#### [WHAT TO WORK ON]
(a) In two sentences, what does the Agnes of Baden article say?
(b) Can you write out everything in the Agnes of Baden article from "On 15 January" down to "produce living children."?

#### [PASSAGE FOR REVIEW]
=== Begin Enclosure ===

= Agnes of Baden, Countess of Holstein-Rendsburg =

Agnes of Baden (25 March 1408 – January 1473), was a German noblewoman member of the House of Zähringen and by marriage Countess of Holstein-Rendsburg. She married Gerhard VII, Count of Holstein-Rendsburg, and gave birth to twins whose legality was disputed and who were likely murdered.

She was a daughter of Bernard I, Margrave of Baden by his second wife Anna of Oettingen.

==Life==
In Ettlingen on 23 February 1432 she was betrothed to Gerhard VII, Count of Holstein-Rendsburg. Her older brother Jacob, new Margrave of Baden was very anxious for this marriage because he wanted to obtain political advantages in Schleswig. The marriage was celebrated in Baden on 2 June of that year, but Gerhard VII quickly returned to his domains in order to secure his frontiers without an official wedding night. Officially, the marriage was consummated only on 5 October.

On 15 January 1433 Agnes, pregnant at that time, fell from the stairs at Gottorf Castle. The next day she gave birth healthy twins, Henry and Catherine. This caused surprise and the scandal erupted, because it was clear that the consummation of the marriage and the date of birth were too close to produce living children.

To stop the increased rumours about his paternity, in February Gerhard VII declared in the courtyard of Gottorf Castle in front of his knights that he secretly slept with Agnes before the wedding, and that she'd been a virgin then; therefore, the children were his, and Henry would be capable of inheriting his possessions. In Schleswig Cathedral and in a State Assembly before the clergy and nobility Gerhard VII reaffirmed his word, who was further confirmed by court ladies, doctors and midwives. The matter was ultimately settled by the Bishops of Lübeck and Schleswig. The Count's brother Adolphus VIII supported his declaration. All the scandal received the name of the "Twin Disaster of Gottorf" (de: Zwillingssturz von Gottorf).

Gerhard VII suffered from a lung disease. Shortly after the declaration in Schleswig Cathedral, his condition worsened, and doctors are unable to help him. Against medical advice, Agnes and her husband travelled to a spa in her native Baden; however, in the middle of the trip, Gerhard VII became worse and in Cologne they decided to return. Gerhard VII died on 24 July 1433 during the return journey in Emmerich am Rhein. He was buried there.

=== End Enclosure ===

Segmentation mask data:
=== Begin Enclosure ===

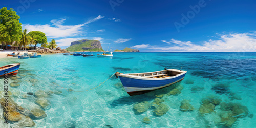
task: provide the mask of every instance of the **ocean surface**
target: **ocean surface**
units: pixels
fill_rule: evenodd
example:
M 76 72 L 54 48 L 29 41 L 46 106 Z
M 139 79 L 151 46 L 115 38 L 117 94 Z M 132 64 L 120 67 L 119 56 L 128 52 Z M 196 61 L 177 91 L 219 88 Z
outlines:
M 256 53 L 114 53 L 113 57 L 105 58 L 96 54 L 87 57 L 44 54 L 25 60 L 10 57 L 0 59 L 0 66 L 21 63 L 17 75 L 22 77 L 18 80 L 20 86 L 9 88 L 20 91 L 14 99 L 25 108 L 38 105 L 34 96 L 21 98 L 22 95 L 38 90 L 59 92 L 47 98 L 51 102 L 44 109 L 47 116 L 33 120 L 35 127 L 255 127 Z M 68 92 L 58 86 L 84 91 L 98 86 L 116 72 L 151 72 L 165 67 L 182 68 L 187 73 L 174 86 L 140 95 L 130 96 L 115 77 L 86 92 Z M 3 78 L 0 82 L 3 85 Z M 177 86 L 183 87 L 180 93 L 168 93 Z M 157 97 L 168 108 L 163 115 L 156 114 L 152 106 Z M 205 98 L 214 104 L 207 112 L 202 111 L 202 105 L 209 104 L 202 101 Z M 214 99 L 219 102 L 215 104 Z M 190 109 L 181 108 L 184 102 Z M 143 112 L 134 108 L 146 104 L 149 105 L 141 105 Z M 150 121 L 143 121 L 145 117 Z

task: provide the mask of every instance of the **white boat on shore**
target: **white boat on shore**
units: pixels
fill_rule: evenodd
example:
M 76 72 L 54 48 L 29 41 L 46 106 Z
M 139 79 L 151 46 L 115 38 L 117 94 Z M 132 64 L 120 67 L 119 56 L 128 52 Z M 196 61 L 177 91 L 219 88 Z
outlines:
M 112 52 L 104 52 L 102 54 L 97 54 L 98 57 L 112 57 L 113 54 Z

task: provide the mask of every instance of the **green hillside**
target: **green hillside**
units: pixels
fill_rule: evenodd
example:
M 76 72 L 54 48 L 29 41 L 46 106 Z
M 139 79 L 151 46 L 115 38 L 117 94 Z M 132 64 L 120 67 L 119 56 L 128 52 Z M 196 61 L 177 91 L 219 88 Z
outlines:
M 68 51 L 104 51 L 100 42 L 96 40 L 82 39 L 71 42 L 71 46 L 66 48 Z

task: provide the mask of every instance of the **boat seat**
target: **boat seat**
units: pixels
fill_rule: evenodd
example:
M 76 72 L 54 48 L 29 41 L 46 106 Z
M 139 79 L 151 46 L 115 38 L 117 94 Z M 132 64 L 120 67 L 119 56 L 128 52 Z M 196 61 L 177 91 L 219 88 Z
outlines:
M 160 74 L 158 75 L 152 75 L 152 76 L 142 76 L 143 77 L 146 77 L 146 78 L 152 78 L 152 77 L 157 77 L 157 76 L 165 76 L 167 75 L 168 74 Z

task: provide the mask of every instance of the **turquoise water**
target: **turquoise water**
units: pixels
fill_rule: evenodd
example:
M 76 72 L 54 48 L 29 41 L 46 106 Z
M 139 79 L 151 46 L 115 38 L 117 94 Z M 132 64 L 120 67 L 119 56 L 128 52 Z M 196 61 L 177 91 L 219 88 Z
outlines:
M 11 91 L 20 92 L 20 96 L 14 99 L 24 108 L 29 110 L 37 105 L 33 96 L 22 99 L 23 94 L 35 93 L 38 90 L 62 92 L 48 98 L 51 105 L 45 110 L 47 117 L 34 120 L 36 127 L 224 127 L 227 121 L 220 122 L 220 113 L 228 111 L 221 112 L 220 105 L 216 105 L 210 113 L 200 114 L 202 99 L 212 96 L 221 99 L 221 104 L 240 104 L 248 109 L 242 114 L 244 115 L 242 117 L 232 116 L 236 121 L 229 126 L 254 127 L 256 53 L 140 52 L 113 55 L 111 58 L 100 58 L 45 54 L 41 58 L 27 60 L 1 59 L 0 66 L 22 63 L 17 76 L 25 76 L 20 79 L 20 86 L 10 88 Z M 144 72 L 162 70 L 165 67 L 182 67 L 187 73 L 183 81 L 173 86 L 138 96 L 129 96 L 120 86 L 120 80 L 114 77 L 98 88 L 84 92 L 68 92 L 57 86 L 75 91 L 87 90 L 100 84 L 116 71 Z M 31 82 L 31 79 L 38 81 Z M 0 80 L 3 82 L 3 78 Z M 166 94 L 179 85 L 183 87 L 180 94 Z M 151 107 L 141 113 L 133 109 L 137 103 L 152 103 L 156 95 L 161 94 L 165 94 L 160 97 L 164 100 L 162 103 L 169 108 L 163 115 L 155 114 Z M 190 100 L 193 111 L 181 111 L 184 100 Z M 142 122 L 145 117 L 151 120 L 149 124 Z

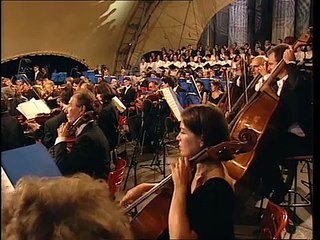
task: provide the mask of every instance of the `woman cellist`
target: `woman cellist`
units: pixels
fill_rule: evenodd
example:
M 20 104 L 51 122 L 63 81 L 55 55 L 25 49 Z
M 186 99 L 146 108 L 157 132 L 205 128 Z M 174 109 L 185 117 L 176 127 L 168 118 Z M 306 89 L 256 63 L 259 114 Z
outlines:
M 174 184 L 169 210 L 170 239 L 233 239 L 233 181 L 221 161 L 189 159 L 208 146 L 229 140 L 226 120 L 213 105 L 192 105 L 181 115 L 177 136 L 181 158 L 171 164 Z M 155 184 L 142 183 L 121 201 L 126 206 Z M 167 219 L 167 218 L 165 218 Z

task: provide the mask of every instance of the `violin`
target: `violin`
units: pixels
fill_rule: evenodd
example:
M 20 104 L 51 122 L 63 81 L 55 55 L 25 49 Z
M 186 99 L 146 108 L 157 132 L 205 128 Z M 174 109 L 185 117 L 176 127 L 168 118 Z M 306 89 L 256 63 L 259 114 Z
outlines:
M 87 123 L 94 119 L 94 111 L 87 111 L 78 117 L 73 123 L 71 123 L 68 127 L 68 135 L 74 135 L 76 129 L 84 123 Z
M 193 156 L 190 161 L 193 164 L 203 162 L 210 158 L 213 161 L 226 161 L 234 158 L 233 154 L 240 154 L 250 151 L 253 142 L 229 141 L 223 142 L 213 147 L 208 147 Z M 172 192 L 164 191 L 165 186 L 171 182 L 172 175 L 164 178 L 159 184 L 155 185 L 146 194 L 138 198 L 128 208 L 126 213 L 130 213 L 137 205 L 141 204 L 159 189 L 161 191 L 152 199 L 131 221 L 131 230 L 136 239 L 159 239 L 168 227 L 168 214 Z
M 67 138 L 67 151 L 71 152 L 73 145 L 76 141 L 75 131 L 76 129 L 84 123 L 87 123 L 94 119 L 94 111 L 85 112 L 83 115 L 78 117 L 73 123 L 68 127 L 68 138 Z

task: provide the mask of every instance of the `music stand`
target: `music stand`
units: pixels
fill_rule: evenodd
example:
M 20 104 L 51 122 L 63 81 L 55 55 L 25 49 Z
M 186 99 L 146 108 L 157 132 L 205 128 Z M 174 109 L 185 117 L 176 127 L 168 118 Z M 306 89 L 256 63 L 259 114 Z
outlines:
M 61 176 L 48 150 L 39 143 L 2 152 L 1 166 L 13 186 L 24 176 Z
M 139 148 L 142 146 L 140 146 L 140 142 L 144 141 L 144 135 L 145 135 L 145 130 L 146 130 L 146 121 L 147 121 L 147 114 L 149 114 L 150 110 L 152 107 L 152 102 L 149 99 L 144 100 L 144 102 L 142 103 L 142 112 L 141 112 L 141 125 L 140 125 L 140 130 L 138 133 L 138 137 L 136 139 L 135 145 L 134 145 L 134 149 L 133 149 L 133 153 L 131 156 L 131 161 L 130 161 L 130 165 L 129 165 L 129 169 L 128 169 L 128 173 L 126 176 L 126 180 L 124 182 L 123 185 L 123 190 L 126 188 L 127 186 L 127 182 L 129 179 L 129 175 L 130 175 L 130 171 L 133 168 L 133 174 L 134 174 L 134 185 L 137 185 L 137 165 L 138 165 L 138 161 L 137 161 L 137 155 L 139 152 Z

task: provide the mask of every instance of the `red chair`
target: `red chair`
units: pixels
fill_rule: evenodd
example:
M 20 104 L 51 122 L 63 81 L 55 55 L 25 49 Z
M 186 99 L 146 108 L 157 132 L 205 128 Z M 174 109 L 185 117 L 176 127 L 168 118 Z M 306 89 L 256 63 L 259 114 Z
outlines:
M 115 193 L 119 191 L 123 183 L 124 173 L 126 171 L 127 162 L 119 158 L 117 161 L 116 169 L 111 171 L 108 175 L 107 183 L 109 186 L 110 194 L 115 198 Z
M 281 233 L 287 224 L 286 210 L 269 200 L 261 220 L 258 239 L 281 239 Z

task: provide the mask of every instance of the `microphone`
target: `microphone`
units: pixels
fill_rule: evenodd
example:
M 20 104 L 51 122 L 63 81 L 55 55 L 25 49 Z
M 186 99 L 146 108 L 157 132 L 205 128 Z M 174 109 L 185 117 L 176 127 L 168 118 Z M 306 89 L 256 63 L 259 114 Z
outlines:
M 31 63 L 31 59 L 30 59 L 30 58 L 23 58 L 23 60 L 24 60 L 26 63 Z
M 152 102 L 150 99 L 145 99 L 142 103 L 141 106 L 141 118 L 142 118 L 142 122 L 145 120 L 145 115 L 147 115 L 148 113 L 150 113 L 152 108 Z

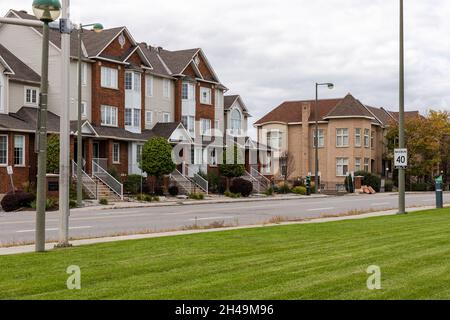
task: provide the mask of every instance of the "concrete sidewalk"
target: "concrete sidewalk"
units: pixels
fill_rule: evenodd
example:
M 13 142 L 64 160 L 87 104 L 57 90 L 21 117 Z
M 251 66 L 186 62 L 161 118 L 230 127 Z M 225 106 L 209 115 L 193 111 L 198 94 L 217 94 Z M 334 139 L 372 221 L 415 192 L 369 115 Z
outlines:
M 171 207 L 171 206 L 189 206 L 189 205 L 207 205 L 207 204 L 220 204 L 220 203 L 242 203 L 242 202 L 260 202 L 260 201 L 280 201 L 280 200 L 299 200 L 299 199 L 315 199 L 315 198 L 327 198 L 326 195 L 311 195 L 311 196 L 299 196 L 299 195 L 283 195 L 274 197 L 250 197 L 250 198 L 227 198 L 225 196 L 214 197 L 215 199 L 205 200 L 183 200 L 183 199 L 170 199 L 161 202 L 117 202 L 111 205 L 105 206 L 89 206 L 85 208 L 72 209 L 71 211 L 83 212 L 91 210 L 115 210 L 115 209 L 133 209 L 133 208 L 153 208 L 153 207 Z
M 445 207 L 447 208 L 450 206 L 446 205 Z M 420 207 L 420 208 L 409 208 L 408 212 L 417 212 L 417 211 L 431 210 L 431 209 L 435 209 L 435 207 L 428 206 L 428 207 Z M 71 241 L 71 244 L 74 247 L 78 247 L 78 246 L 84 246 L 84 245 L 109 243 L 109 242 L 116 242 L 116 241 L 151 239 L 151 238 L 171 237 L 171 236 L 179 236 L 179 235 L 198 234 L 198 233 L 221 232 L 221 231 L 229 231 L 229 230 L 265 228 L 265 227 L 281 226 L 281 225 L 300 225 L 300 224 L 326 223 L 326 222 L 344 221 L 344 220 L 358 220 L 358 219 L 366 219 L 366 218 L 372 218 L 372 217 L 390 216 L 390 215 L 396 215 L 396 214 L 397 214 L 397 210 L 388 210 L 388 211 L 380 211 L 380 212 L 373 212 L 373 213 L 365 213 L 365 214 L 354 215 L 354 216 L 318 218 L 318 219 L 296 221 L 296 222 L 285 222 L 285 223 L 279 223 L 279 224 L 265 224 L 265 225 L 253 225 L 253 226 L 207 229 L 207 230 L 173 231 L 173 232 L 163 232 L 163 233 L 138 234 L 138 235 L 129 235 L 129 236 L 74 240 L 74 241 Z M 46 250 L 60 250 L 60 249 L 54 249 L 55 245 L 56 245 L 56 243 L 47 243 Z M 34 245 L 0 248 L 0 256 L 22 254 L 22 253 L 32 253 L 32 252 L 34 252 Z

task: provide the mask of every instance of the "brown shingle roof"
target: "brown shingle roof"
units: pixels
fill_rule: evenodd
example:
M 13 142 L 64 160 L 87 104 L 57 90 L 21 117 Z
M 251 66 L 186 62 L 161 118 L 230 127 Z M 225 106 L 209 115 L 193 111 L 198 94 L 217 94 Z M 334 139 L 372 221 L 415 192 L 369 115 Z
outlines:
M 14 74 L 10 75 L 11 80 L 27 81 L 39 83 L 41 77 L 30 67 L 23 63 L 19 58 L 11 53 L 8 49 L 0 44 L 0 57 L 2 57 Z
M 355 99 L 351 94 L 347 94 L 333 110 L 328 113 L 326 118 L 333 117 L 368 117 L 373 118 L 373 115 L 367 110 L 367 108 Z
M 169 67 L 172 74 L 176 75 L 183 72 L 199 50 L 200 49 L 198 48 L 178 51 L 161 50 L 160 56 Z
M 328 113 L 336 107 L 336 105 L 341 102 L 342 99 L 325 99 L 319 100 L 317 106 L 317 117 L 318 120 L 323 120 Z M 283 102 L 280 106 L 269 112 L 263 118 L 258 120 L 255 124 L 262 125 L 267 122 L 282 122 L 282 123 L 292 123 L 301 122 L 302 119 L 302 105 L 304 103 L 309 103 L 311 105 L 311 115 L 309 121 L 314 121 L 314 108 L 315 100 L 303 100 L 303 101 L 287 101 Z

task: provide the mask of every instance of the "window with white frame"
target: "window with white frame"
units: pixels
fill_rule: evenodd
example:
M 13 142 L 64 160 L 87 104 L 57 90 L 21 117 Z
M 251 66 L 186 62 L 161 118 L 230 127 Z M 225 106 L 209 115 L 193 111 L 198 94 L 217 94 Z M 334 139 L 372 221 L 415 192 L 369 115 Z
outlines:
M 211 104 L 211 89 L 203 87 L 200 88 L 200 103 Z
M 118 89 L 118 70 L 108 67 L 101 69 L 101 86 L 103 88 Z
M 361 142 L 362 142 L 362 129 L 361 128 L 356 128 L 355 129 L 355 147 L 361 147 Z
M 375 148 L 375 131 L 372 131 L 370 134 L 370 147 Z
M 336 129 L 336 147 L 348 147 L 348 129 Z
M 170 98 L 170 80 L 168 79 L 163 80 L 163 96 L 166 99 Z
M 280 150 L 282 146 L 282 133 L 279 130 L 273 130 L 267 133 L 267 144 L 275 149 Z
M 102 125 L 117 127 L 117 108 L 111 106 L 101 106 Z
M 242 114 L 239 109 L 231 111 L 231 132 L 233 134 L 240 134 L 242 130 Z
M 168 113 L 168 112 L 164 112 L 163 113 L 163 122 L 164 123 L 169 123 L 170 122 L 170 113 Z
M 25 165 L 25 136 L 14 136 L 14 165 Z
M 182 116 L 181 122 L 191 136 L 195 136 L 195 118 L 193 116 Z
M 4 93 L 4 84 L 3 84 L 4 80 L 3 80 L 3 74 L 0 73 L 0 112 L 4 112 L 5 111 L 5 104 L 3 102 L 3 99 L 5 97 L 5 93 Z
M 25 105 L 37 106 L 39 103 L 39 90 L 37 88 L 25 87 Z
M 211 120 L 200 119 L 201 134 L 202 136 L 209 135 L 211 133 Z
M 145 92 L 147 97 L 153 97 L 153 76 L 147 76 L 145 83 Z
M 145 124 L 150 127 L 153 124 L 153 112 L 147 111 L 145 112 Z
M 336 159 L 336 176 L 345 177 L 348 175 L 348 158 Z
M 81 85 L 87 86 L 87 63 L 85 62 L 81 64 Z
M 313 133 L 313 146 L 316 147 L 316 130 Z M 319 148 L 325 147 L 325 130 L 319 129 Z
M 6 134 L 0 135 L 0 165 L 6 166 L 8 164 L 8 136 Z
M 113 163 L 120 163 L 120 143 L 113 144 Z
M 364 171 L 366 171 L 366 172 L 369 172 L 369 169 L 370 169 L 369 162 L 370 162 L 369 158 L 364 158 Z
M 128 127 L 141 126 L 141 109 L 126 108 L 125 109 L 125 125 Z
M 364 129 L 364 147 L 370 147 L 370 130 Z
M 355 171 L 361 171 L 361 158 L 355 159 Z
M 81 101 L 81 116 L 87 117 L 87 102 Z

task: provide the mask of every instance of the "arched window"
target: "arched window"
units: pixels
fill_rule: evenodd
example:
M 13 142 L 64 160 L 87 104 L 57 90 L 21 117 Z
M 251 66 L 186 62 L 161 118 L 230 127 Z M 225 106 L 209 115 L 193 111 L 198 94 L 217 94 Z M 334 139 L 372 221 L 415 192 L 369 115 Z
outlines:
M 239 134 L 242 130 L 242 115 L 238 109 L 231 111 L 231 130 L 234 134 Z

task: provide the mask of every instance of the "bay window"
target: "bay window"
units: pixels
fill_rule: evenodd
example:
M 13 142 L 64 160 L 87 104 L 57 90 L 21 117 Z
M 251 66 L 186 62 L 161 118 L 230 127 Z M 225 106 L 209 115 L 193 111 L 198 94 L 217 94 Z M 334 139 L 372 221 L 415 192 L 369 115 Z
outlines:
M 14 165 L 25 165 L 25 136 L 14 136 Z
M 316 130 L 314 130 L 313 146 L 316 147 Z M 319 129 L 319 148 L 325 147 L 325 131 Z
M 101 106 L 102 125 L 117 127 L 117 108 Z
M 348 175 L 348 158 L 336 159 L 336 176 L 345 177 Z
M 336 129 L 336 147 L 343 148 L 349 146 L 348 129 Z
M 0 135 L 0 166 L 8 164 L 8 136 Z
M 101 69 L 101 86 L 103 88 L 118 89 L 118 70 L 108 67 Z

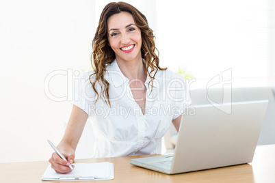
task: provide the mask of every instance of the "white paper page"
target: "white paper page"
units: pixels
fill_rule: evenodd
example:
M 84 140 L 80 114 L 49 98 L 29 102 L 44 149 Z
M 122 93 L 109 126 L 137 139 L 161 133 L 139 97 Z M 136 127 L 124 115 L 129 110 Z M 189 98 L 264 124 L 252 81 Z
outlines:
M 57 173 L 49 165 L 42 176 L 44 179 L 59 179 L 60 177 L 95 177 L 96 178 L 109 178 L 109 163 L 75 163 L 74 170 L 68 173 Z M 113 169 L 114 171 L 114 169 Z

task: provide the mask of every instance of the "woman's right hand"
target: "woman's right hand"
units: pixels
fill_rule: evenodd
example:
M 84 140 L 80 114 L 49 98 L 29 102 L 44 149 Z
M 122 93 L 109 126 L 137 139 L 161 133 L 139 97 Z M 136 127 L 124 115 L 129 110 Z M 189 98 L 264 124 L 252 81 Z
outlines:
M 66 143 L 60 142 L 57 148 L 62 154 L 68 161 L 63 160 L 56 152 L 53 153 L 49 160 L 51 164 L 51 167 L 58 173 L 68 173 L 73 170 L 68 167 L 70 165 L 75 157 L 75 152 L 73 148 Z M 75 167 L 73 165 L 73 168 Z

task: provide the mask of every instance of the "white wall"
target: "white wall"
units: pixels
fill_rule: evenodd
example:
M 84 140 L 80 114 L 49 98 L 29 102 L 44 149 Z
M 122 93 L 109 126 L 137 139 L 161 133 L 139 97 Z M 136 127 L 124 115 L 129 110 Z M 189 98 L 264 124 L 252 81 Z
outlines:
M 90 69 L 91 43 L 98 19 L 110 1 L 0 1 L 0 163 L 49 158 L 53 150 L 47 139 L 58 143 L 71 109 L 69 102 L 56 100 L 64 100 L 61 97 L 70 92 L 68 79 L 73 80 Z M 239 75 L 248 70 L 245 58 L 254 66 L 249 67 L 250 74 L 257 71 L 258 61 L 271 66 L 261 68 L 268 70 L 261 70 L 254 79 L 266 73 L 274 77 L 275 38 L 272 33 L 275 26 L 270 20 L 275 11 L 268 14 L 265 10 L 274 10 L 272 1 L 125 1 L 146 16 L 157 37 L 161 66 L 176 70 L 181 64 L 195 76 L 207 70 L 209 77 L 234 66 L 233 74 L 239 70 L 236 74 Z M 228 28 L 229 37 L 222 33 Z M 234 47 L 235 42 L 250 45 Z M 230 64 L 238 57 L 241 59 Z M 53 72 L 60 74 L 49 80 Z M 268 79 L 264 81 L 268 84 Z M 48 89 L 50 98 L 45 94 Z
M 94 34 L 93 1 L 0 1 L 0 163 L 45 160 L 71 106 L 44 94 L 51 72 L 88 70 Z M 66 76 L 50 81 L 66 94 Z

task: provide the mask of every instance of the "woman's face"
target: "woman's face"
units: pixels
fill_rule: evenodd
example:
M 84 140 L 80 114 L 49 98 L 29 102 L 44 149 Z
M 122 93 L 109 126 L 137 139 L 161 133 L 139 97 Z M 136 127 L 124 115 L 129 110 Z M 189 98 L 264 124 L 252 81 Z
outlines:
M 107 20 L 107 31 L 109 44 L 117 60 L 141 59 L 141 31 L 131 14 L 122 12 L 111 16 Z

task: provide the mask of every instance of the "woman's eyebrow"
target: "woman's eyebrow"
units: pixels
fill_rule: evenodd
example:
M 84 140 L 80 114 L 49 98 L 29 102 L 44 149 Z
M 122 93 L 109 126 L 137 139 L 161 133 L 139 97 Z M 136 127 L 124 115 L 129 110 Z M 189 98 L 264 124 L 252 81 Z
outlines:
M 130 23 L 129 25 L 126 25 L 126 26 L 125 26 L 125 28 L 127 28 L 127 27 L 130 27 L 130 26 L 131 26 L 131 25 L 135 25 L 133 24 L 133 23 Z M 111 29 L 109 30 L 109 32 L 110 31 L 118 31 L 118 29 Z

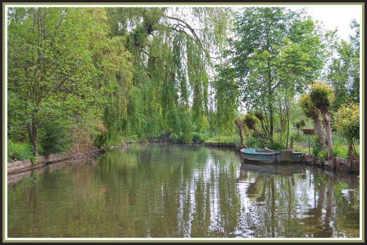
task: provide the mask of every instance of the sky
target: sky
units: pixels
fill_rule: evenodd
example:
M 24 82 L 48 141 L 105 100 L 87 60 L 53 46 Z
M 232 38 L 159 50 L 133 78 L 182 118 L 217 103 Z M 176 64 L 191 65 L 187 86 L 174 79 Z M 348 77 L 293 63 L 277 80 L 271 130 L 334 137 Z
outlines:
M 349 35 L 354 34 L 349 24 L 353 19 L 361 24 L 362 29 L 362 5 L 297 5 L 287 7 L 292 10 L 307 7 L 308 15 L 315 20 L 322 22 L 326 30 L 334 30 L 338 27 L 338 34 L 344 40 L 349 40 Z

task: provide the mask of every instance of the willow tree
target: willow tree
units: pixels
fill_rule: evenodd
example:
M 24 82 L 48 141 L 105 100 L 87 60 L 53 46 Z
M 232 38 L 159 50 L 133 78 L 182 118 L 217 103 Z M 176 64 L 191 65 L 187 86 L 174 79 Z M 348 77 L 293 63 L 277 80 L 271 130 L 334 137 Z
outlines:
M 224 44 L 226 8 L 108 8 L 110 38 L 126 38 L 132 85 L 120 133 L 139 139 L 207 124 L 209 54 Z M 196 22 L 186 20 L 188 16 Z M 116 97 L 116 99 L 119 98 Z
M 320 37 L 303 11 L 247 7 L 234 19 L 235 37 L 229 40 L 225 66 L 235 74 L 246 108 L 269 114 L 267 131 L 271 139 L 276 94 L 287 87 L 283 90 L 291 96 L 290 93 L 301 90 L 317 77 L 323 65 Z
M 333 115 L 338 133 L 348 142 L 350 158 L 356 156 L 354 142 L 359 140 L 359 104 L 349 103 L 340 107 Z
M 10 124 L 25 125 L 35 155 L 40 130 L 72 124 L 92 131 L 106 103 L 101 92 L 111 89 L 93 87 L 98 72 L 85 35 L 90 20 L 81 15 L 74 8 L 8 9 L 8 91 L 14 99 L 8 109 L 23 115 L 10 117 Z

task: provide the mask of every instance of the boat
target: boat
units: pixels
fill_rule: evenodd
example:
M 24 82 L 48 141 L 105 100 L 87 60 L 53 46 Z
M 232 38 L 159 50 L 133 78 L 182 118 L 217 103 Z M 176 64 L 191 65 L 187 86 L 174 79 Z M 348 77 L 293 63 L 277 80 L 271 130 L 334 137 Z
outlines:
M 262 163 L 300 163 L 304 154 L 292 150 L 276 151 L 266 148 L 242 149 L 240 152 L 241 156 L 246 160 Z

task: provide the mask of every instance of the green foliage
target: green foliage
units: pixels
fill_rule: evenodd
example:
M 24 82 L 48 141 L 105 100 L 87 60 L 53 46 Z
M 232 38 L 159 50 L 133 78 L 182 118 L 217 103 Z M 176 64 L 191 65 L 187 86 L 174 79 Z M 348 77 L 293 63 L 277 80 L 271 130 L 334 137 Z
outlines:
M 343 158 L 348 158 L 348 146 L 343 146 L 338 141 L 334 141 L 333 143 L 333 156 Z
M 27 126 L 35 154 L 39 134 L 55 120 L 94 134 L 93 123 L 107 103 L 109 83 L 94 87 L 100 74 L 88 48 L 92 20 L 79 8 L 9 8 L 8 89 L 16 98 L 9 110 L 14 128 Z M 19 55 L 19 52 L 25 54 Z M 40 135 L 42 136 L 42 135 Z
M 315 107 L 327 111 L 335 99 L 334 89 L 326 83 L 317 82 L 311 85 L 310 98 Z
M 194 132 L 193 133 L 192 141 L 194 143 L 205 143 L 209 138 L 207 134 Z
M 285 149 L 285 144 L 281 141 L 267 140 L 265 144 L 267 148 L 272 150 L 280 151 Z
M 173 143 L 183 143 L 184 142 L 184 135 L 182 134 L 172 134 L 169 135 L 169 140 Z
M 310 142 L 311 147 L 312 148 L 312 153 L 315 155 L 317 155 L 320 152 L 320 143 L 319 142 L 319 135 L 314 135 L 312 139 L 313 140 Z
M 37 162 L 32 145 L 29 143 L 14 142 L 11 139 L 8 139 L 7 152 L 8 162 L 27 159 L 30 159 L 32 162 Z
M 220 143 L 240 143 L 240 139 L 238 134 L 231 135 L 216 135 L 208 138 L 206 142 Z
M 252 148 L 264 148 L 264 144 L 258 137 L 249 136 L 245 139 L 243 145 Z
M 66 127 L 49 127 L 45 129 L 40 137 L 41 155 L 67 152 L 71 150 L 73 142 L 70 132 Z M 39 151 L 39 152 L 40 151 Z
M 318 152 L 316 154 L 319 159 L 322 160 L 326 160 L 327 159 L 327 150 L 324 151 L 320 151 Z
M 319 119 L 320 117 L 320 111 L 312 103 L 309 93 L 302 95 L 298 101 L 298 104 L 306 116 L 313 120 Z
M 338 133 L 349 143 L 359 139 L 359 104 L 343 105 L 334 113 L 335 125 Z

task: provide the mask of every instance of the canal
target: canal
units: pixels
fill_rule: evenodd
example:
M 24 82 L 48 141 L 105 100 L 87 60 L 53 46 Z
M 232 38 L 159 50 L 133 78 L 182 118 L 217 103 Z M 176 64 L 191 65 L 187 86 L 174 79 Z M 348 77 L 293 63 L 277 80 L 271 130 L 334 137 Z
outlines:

=== End Enclosure ===

#### [RESPONSES IN ORDER]
(a) Agnes of Baden (1408–1473), a daughter of Bernard I, Margrave of Baden, married Gerhard VII, Count of Holstein-Rendsburg, in 1432 and gave birth to twins, Henry and Catherine, in January 1433, too soon after the marriage's official consummation for their legitimacy to go undisputed. Gerhard VII publicly declared the children his, and the Bishops of Lübeck and Schleswig ultimately settled the matter, but he died of a lung disease on 24 July 1433 on the return journey from a trip to a spa in Baden.

(b)
On 15 January 1433 Agnes, pregnant at that time, fell from the stairs at Gottorf Castle. The next day she gave birth healthy twins, Henry and Catherine. This caused surprise and the scandal erupted, because it was clear that the consummation of the marriage and the date of birth were too close to produce living children.